Can you copy the listing below word for word, leaving the pictures out of your answer?

Extracted material ▸
|---|

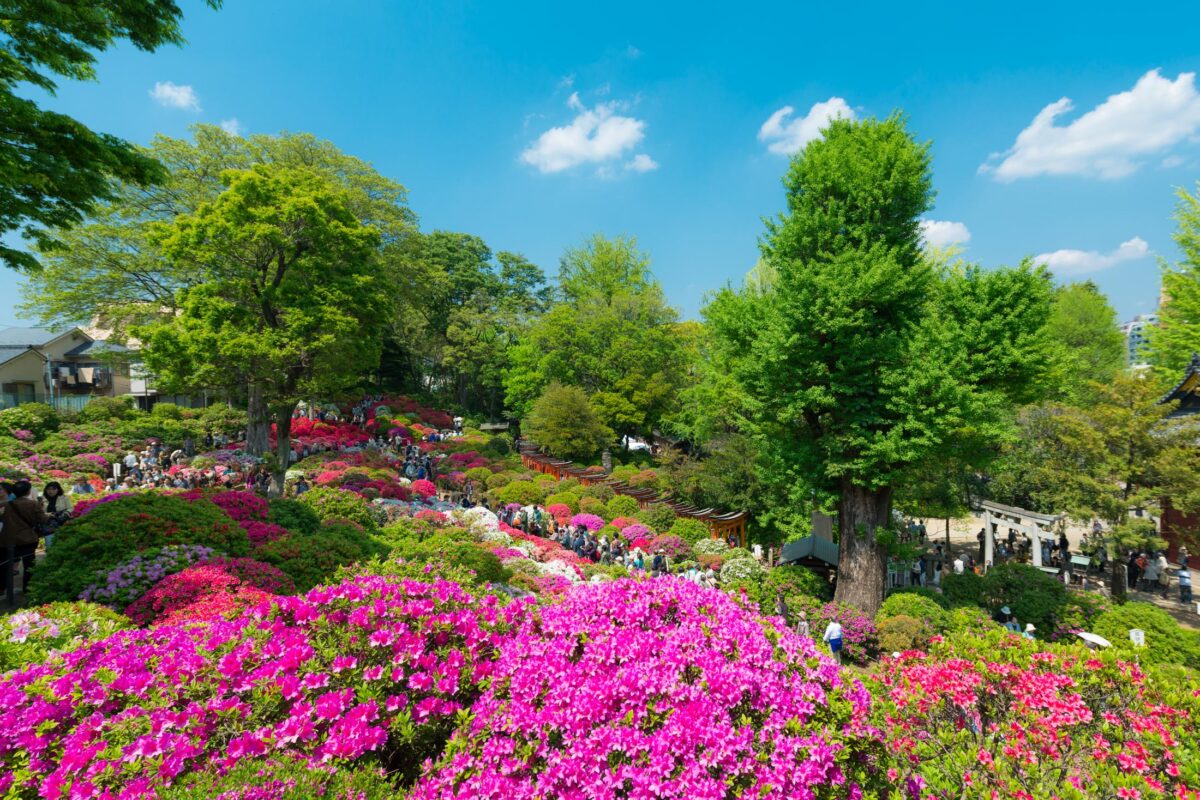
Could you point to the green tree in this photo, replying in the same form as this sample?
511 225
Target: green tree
867 359
611 334
1177 335
1089 346
1115 459
292 307
563 422
53 169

|---|

Reply ▸
Could you point to the green tree in this photo, replying in the same form as this sample?
511 225
Target: green tree
867 359
611 334
1177 335
1089 346
1115 459
292 307
563 422
53 169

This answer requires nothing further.